Activity
From the records below, count the lines containing the word "pointed" and give only that number.

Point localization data
#####
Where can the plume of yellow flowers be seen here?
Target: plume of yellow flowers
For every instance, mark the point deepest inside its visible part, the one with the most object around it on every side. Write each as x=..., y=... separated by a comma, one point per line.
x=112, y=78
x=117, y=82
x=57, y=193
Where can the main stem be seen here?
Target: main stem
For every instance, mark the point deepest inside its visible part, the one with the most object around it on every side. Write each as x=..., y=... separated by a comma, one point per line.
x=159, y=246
#####
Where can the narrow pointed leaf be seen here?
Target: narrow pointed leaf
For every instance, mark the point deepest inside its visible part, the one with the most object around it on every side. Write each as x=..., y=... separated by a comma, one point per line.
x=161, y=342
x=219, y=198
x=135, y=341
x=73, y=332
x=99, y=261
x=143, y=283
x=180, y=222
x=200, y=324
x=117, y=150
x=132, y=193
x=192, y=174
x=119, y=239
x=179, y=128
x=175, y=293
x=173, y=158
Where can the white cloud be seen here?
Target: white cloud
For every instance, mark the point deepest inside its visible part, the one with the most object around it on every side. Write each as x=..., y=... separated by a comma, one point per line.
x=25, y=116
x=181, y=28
#####
Problem solution
2